• **Text**:
Playing a CyGaMEs game prepares the player to make viable inferences about targeted 
learning. These inferences serve as prior knowledge. Apt prior knowledge for a targeted domain 
makes future learning of that domain more intuitive. Learning scientists call this process 
“preparation for future learning” (Schwartz & Bransford, 1998; Schwartz, Bransford, & Sears, 
2005; Schwartz & Martin, 2004). Instructional designers prescribe this process as an event of 
instruction that activates and/or develops apt prior knoweldge (Gagne, 1965; Gagne, Briggs, & 
Wager, 1992; Merrill, 2002). Daniel Schwartz and Taylor Martin have developed an 
experimental design for use in research when interventions are designed to prepare learners for 
knowledge acquisition (Schwartz et al., 2005; Schwartz & Martin, 2004). CyGaMEs adapted this 
double transfer paradigm and applied it to design a research environment for studying how 
game-based learning assists learners to construct preconceptual mental models for targeted 
concepts (see Figure 1). 

(Please insert figure 1 here.) 

Purpose/Objective/Research Question/Focus of Study: 

We wanted to identify a prototypical moment of learning using the gesture report and then 
confirm that the timed report could identify when people had accomplished that moment of 
learning. We asked: 

• Can the gesture report identify a prototypical learning moment, the players who have 
achieved it, and the time it occurred? 

• Can the timed report also identify if players have achieved the learning moment? That is, 
if we use the time at which gestures indicate the learning moment occurred, will the 
timed report identify an increase in player performance after the learning moment?

• **Stated goal 1**: State whether each statement below agrees with the CyGaMEs text, answering yes or no and quoting the deciding words of the text. (a) Learning scientists name the process "preparation for future learning." (b) Gagne developed the experimental design for research on interventions that prepare learners for knowledge acquisition. (c) The timed report was meant to identify the prototypical moment of learning.
• **Stated goal 2**: Transcribe the passage of the CyGaMEs text between "We wanted to" and "after the learning moment?", inclusive.

• **Source data**:
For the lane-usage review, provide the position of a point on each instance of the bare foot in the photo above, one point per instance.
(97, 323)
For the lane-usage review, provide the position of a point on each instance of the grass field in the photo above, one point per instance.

• **Final result 1**:
(a) Yes: "Learning scientists call this process “preparation for future learning”"
(b) No: "Daniel Schwartz and Taylor Martin have developed an experimental design"
(c) No: "We wanted to identify a prototypical moment of learning using the gesture report"

• **Final result 2**:
We wanted to identify a prototypical moment of learning using the gesture report and then 
confirm that the timed report could identify when people had accomplished that moment of 
learning. We asked: 

• Can the gesture report identify a prototypical learning moment, the players who have 
achieved it, and the time it occurred? 

• Can the timed report also identify if players have achieved the learning moment? That is, 
if we use the time at which gestures indicate the learning moment occurred, will the 
timed report identify an increase in player performance after the learning moment?